(Beginning of Dataset excerpts)
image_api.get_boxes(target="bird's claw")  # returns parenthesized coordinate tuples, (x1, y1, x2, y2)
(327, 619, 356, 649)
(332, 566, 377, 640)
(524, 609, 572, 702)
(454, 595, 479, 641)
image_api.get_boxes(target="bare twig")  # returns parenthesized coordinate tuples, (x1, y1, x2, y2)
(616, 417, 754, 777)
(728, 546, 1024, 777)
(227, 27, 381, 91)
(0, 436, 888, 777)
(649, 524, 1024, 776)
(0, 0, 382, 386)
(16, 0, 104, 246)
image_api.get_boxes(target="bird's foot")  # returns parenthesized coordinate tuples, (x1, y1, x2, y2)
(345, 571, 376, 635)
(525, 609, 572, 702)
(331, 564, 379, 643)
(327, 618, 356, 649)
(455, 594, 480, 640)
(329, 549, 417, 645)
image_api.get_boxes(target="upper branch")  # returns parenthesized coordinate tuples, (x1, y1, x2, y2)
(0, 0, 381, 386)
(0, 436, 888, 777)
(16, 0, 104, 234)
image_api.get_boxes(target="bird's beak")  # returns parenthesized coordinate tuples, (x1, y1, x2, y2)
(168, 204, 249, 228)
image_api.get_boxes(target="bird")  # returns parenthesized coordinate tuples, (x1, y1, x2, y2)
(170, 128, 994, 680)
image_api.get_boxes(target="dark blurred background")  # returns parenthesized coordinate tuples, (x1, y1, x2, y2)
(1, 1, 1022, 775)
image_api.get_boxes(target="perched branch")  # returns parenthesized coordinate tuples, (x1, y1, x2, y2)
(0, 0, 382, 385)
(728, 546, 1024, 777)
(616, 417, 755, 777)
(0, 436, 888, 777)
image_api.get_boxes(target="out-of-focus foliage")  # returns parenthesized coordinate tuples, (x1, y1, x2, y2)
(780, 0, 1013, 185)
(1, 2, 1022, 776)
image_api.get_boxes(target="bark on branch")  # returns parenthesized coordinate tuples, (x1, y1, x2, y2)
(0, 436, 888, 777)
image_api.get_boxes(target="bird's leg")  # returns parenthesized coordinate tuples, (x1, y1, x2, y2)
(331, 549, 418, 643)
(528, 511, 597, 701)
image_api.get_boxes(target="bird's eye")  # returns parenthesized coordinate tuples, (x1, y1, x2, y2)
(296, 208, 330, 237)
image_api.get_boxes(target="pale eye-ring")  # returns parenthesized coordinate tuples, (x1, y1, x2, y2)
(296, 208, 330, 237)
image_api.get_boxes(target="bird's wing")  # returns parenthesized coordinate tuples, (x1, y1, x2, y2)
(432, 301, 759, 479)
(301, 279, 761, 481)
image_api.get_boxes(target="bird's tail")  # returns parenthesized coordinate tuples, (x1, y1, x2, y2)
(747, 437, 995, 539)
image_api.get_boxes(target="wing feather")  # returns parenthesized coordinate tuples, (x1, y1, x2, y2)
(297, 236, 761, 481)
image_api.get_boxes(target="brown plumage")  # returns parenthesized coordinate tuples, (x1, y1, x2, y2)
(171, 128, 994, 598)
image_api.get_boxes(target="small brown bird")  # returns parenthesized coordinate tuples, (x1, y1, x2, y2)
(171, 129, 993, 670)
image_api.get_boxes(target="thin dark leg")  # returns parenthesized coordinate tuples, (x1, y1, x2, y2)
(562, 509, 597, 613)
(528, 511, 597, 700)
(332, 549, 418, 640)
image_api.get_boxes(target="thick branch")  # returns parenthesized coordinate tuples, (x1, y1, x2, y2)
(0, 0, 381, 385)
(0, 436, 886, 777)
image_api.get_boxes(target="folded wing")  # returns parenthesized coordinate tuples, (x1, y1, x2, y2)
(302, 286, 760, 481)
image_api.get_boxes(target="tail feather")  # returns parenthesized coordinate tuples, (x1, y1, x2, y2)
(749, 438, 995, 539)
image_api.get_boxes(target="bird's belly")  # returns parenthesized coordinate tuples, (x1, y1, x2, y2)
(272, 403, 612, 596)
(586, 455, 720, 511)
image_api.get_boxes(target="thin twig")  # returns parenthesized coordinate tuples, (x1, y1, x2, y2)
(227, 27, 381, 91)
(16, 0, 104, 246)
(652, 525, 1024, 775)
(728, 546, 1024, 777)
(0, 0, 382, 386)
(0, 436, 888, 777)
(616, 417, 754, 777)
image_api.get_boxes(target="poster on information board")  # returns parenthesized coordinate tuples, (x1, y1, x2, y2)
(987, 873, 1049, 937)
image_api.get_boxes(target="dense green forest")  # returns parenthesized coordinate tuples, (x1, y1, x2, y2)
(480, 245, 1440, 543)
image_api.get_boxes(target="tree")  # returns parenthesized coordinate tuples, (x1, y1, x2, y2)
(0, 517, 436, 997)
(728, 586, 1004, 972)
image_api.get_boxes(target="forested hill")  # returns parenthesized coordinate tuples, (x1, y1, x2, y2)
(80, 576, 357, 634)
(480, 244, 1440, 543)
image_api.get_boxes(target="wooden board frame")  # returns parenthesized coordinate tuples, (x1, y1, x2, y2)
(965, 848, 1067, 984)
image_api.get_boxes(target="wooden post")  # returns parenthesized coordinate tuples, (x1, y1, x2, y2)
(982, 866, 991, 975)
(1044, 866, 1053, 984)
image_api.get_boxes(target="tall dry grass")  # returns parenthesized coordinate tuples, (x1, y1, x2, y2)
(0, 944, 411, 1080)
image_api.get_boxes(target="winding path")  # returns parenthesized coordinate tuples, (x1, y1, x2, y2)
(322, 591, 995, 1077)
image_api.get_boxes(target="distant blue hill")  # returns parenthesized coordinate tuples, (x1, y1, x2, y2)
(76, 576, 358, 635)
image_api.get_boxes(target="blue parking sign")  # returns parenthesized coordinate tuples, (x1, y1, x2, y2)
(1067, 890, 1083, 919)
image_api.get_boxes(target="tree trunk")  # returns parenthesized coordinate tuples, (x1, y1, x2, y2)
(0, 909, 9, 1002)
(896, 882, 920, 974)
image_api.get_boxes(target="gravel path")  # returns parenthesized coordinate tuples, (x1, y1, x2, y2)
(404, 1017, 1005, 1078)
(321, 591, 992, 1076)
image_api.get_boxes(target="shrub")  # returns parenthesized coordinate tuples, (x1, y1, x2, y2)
(End of Dataset excerpts)
Instructions to follow: A word-for-word restatement of the data above is required.

The completed task:
image_api.get_boxes(target="bird's claw")  # returns parenthesized coordinate tuples, (x1, y1, x2, y2)
(327, 619, 356, 649)
(332, 566, 377, 640)
(524, 609, 572, 702)
(454, 595, 479, 641)
image_api.get_boxes(target="bare twig")  # returns parenthesized coordinate tuples, (x1, y1, x2, y2)
(616, 417, 754, 777)
(728, 546, 1024, 777)
(227, 27, 381, 91)
(0, 436, 888, 777)
(649, 524, 1024, 776)
(0, 0, 382, 386)
(16, 0, 104, 246)
image_api.get_boxes(target="bird's foot")  # returns parenthesized coordinate tuples, (x1, y1, x2, y2)
(345, 571, 376, 635)
(525, 609, 572, 702)
(331, 564, 379, 643)
(327, 618, 356, 649)
(455, 594, 480, 640)
(329, 549, 417, 645)
image_api.get_boxes(target="upper branch")  # returns parenthesized coordinate tuples, (x1, y1, x2, y2)
(0, 0, 381, 386)
(0, 436, 888, 777)
(16, 0, 104, 234)
image_api.get_boxes(target="bird's beak")  # returns parenthesized coordinate tuples, (x1, y1, x2, y2)
(168, 204, 249, 228)
image_api.get_boxes(target="bird")  # returns parenthesized coordinate tuples, (x1, y1, x2, y2)
(170, 128, 994, 680)
image_api.get_boxes(target="dark blurred background")  # returns parenthesized coordinate tuples, (x1, y1, x2, y2)
(1, 1, 1022, 775)
image_api.get_boxes(target="perched branch")  # returns parenthesized coordinate tuples, (x1, y1, x2, y2)
(0, 0, 382, 385)
(728, 546, 1024, 777)
(616, 417, 755, 777)
(0, 436, 888, 777)
image_api.get_boxes(target="out-of-focus foliage")  # returns parenthesized coordinate tuples, (x1, y1, x2, y2)
(780, 0, 1013, 185)
(1, 2, 1022, 776)
image_api.get_boxes(target="bark on branch")  # returns parenthesized coordinate tuples, (x1, y1, x2, y2)
(0, 436, 888, 777)
image_api.get_boxes(target="bird's leg")  # returns parenthesized coordinate tuples, (x1, y1, x2, y2)
(331, 549, 418, 643)
(528, 511, 597, 701)
image_api.get_boxes(target="bird's eye")  # returns parenthesized coordinate tuples, (x1, y1, x2, y2)
(296, 208, 330, 237)
image_api.get_boxes(target="pale eye-ring")  # returns parenthesized coordinate tuples, (x1, y1, x2, y2)
(296, 208, 330, 237)
image_api.get_boxes(target="bird's wing")  # returns parenthesized coordinate tuples, (x1, y1, x2, y2)
(432, 301, 759, 479)
(301, 279, 761, 481)
image_api.get_boxes(target="bird's tail")  # returns parenthesized coordinate tuples, (x1, y1, x2, y2)
(747, 437, 995, 539)
image_api.get_boxes(target="wing feather")  # returns parenthesized coordinate tuples, (x1, y1, x2, y2)
(297, 236, 761, 481)
image_api.get_boxes(target="brown plumage")  # returns parenthesized coordinate tuples, (x1, y1, x2, y2)
(171, 128, 994, 598)
image_api.get_boxes(target="small brown bird")  # returns parenthesized coordinate tuples, (x1, y1, x2, y2)
(171, 129, 993, 670)
image_api.get_boxes(target="thin dark leg")  # returns parenthesized coordinate tuples, (x1, y1, x2, y2)
(562, 509, 597, 613)
(528, 511, 597, 700)
(332, 549, 418, 640)
image_api.get_boxes(target="thick branch")  # returns parenthesized coordinate tuples, (x1, y1, x2, y2)
(0, 0, 381, 385)
(0, 436, 886, 777)
image_api.get_boxes(target="folded wing")  # returns parenthesized coordinate tuples, (x1, y1, x2, y2)
(302, 286, 760, 481)
image_api.get_boxes(target="tail feather")  # returns parenthesized coordinate tuples, (x1, y1, x2, y2)
(749, 438, 995, 539)
image_api.get_boxes(target="bird's belly")  # returns parenthesized coordinate tuples, (x1, y1, x2, y2)
(272, 403, 612, 596)
(586, 455, 720, 511)
image_api.get_boxes(target="thin twig")  # returns parenthesized coordinate tuples, (x1, y1, x2, y2)
(227, 27, 381, 91)
(16, 0, 104, 246)
(652, 525, 1024, 775)
(728, 546, 1024, 777)
(0, 0, 382, 386)
(0, 436, 888, 777)
(616, 417, 754, 777)
image_api.get_boxes(target="poster on information board")  # returns parenthesized coordinate tuples, (x1, y1, x2, y2)
(987, 873, 1049, 937)
image_api.get_boxes(target="dense green forest")  # returns parenthesized coordinate tuples, (x1, y1, x2, y2)
(480, 245, 1440, 543)
image_api.get_boxes(target="tree")  # returns parenthesized coordinate tuples, (x1, y1, x2, y2)
(0, 517, 436, 997)
(728, 586, 1004, 972)
image_api.get_boxes(target="forested hill")  # returns parenthesized coordinate tuples, (x1, y1, x2, y2)
(80, 576, 357, 634)
(480, 244, 1440, 543)
image_api.get_boxes(target="wooden board frame")  # returns parenthesized coordinate tuples, (x1, y1, x2, y2)
(965, 848, 1067, 984)
image_api.get_boxes(target="wooden post")  # returns parenthesized coordinate tuples, (x1, y1, x2, y2)
(982, 866, 991, 975)
(1044, 866, 1053, 984)
image_api.get_boxes(target="tall dry grass")  # returns parenthesized coordinate tuples, (x1, y1, x2, y2)
(0, 944, 411, 1080)
image_api.get_boxes(target="winding path")  # returns parenthesized coordinate tuples, (x1, y1, x2, y2)
(322, 591, 995, 1077)
image_api.get_boxes(target="distant blue hill")  # returns parenthesized coordinate tuples, (x1, y1, x2, y2)
(76, 576, 358, 635)
image_api.get_boxes(target="blue parking sign")  # returns parenthesized coordinate tuples, (x1, y1, x2, y2)
(1067, 890, 1083, 919)
image_api.get_boxes(target="tree trunk")  # returns parenthesized coordinate tuples, (x1, y1, x2, y2)
(0, 909, 9, 1002)
(896, 882, 920, 974)
image_api.get_boxes(target="gravel path")  # returns parenthesized coordinate tuples, (x1, y1, x2, y2)
(404, 1017, 1005, 1078)
(321, 591, 992, 1076)
image_api.get_boxes(target="shrub")  # returns parenthesized coordinate tuples, (x1, y1, x2, y2)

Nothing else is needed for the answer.